§ **Information supplied**
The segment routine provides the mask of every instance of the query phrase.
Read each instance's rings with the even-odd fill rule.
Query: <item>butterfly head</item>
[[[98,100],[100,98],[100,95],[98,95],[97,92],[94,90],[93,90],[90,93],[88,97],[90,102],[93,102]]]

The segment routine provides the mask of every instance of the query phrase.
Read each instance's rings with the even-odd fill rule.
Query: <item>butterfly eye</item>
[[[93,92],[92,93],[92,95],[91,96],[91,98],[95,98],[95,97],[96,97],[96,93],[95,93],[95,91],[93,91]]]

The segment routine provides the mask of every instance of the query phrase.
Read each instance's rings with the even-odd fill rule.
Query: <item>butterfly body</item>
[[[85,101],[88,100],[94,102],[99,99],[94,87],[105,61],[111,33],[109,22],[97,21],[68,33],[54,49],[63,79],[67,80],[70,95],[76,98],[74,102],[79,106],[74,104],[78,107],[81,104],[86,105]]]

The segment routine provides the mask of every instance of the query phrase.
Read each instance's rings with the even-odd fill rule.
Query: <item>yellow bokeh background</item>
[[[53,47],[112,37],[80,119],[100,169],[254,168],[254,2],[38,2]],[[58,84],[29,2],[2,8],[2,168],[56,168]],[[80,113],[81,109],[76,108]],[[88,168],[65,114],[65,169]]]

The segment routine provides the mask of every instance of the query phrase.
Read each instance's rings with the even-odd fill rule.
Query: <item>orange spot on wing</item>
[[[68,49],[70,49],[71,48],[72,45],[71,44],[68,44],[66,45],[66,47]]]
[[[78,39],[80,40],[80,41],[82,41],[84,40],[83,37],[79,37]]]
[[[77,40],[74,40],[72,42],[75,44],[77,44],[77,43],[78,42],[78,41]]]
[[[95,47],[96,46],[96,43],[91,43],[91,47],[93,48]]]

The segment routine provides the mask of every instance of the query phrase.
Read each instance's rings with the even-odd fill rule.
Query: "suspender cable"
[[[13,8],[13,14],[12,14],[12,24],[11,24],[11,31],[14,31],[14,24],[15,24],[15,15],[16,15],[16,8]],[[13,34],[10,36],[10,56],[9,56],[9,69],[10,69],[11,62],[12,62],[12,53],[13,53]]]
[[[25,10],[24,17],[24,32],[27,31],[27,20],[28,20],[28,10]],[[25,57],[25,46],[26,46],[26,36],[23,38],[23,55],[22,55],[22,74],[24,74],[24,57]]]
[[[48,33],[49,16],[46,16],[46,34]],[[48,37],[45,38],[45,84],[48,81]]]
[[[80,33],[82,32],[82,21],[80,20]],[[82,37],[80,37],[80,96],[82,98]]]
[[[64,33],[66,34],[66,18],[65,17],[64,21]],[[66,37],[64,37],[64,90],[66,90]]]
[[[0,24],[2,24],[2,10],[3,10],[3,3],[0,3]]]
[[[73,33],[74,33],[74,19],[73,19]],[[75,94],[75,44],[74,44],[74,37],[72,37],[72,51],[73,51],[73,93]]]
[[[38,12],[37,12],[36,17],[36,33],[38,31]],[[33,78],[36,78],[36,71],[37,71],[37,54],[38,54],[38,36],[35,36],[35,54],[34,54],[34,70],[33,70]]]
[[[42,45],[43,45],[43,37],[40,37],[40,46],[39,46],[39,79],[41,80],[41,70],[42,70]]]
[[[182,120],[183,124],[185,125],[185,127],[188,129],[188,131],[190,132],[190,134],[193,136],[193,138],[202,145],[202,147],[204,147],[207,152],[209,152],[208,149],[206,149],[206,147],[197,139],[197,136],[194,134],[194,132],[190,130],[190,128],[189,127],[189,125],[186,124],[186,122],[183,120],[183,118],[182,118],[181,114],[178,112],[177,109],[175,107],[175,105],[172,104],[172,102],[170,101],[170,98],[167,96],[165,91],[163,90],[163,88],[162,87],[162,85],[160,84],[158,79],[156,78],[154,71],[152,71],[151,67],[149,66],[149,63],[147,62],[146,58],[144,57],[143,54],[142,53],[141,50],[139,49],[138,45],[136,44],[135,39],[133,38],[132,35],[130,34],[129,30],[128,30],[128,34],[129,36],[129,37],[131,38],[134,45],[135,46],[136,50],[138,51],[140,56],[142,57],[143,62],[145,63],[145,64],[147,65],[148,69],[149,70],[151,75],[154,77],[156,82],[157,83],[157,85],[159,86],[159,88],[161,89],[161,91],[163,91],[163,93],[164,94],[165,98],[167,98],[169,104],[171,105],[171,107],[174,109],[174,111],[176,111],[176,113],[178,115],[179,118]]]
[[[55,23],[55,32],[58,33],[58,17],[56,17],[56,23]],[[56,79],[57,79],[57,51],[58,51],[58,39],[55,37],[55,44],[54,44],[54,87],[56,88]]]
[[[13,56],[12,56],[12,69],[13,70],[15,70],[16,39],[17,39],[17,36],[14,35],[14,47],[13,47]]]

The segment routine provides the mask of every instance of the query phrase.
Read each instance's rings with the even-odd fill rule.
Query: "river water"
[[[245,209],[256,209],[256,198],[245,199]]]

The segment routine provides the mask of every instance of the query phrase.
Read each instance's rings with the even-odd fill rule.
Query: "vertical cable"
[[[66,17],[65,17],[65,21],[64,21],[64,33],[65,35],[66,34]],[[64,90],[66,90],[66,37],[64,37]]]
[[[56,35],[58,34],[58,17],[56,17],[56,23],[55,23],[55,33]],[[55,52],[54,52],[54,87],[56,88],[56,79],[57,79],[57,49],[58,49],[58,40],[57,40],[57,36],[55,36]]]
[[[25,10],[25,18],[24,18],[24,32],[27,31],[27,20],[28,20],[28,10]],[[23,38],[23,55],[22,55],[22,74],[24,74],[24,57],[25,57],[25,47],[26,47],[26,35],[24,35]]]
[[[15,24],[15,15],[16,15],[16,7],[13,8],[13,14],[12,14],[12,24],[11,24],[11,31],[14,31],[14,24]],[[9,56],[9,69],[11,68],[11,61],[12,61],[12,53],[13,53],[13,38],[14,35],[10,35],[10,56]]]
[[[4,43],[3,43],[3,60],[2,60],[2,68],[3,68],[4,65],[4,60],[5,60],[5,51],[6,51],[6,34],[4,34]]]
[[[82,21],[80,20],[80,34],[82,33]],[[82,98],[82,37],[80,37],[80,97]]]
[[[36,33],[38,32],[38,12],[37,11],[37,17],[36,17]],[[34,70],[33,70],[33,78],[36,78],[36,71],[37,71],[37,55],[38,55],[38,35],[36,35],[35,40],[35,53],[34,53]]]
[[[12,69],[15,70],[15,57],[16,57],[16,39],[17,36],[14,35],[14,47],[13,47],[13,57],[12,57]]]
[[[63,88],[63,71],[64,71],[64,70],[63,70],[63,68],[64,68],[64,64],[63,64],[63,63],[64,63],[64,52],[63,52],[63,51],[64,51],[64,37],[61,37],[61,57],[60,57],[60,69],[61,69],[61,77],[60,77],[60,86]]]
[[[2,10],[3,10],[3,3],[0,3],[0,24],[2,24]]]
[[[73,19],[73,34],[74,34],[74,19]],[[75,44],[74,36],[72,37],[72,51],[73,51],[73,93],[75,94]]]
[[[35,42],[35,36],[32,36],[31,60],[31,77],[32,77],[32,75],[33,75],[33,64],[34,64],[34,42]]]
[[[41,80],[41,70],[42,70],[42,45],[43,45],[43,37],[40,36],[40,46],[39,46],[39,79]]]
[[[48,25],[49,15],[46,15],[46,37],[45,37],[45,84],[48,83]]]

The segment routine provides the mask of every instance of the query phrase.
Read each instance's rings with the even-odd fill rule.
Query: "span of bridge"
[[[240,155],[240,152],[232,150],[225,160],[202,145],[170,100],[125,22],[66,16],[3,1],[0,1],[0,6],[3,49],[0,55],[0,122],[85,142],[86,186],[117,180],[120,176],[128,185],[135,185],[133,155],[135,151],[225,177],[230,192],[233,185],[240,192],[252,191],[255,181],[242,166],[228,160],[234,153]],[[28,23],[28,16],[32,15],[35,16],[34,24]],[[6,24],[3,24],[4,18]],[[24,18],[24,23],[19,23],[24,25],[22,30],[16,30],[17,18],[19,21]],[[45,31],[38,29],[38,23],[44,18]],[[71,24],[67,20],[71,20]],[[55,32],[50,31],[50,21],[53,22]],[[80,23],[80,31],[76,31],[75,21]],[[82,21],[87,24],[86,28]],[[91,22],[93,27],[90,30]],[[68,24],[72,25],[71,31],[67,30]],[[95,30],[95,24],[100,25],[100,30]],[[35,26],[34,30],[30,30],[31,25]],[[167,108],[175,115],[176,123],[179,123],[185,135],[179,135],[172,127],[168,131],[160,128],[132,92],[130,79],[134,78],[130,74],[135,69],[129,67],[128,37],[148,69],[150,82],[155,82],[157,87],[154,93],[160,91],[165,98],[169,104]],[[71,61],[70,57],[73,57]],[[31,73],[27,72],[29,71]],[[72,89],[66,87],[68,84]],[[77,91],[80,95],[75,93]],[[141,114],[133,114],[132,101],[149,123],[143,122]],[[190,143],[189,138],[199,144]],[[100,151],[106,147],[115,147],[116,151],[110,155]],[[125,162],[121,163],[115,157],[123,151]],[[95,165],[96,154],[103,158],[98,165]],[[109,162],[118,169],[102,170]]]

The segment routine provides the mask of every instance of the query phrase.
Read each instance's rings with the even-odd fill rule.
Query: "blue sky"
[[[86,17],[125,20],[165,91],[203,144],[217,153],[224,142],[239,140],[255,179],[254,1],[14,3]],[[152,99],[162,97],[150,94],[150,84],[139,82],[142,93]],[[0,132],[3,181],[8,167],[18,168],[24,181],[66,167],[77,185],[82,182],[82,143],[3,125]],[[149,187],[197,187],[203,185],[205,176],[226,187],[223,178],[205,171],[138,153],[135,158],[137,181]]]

§ **Required work**
How many lines in the records above contain the string "cable", matching case exactly? Reply with the number alone.

§ **The completed task**
2